====== LISTING
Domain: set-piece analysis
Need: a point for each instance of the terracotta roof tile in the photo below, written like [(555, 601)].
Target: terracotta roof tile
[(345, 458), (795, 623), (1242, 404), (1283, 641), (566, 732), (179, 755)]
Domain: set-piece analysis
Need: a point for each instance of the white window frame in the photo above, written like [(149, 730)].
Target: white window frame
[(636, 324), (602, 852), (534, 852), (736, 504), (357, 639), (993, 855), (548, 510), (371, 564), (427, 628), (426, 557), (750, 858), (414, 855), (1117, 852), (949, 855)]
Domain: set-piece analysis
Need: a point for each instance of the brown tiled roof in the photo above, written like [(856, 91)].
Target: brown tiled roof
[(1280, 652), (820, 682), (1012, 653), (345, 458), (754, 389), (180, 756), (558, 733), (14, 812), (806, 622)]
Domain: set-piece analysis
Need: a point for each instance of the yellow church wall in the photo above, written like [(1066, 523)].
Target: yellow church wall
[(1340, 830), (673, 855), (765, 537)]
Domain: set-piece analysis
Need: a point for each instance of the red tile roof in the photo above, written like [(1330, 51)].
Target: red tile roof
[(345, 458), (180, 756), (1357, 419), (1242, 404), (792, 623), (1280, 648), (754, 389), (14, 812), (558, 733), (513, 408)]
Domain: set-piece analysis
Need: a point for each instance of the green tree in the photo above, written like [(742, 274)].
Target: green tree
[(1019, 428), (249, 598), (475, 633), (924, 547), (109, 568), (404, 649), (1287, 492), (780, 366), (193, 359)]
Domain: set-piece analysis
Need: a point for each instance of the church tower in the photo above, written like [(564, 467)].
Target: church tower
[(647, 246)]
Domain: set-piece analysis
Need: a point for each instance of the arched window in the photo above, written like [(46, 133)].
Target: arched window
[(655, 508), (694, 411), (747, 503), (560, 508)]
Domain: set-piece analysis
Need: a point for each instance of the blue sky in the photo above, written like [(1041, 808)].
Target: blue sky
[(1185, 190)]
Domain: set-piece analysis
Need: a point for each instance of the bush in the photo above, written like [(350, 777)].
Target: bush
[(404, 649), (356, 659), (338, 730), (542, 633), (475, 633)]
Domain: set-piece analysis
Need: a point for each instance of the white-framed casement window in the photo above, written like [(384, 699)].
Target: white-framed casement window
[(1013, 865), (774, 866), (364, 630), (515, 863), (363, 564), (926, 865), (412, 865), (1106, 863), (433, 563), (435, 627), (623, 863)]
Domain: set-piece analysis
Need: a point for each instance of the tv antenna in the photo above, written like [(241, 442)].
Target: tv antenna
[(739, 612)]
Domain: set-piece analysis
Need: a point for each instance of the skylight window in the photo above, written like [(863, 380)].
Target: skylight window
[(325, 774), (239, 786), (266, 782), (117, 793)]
============
**PROBLEM STATEMENT**
Reproduce all of the records above word for word, with no changes.

**ANSWER TO THE PROBLEM**
Domain: set-piece analysis
Need: a point for each instance of the terracotta roof tile in the photo below, written like [(555, 601)].
Target: terracotta roof tile
[(345, 458), (795, 623), (1242, 404), (1283, 641), (566, 732), (179, 755)]
Domain: set-piece analysis
Need: a point for each instance of the white window frame in the photo above, written like [(149, 730)].
Target: white window frame
[(636, 324), (602, 852), (534, 852), (736, 504), (357, 639), (993, 855), (548, 510), (371, 564), (427, 628), (426, 557), (750, 858), (414, 855), (1117, 852), (949, 855)]
Domain: set-piece analysis
Need: a point for each instance of the brown tiled roof in the photo above, written like [(856, 91)].
Target: brown tiled roof
[(1280, 652), (820, 682), (1012, 653), (345, 458), (754, 389), (180, 756), (558, 733), (14, 812), (806, 622)]
Domain: set-piece analysis
Need: a point for each instance of the yellow church wall in the photo above, written like [(1066, 523)].
Target: yellow church wall
[(1340, 830), (673, 855), (765, 537)]
Domain: set-piece analysis
Need: a point for each instance of the red tile roof in the photo above, written like [(1330, 51)].
Target: red tile roof
[(345, 458), (180, 756), (1357, 419), (1242, 404), (792, 623), (1280, 648), (754, 389), (14, 812), (558, 733), (513, 408)]
Domain: set-piece analysis
Need: a point for each instance of the green tree in the photo above, written like [(742, 274)].
Target: green tree
[(1019, 428), (249, 598), (475, 633), (924, 547), (109, 568), (404, 649), (1287, 492), (780, 366), (193, 359)]
Domain: set-piece analysis
Need: a point for each instance of the church tower in the photo above, written like [(564, 467)].
Target: church tower
[(647, 246)]
Domain: set-piece analysis
Need: a point for each instance of the arched window in the photo above, written like [(46, 133)].
Target: arched window
[(655, 508), (694, 411), (747, 503), (560, 508)]
Domain: set-piece analysis
Need: a point for each instance of the blue sky in the photo above, written like [(1041, 808)].
Target: blue sky
[(1185, 190)]
Domain: set-piece analysis
Need: a point for each instance of the bush in the photo above, written like [(350, 777)].
Target: bush
[(404, 649), (356, 659), (338, 730), (542, 633), (475, 633)]
Domain: set-piece analysis
Need: a point for each instance of the white-framed casement window in the photo above, written like [(384, 699)].
Target: white-framed casement window
[(1013, 865), (774, 866), (364, 630), (515, 863), (363, 564), (926, 865), (412, 865), (1106, 863), (433, 563), (435, 627), (623, 863)]
Domain: set-piece analysis
Need: a point for each instance of the tv antenna in the photo above, written like [(241, 442)].
Target: tv antenna
[(739, 612)]
Domain: set-piece analysis
Need: a point for each instance of the skylight window in the photo above, written like [(863, 380)].
Target: skylight window
[(325, 774), (239, 786), (266, 782), (117, 793)]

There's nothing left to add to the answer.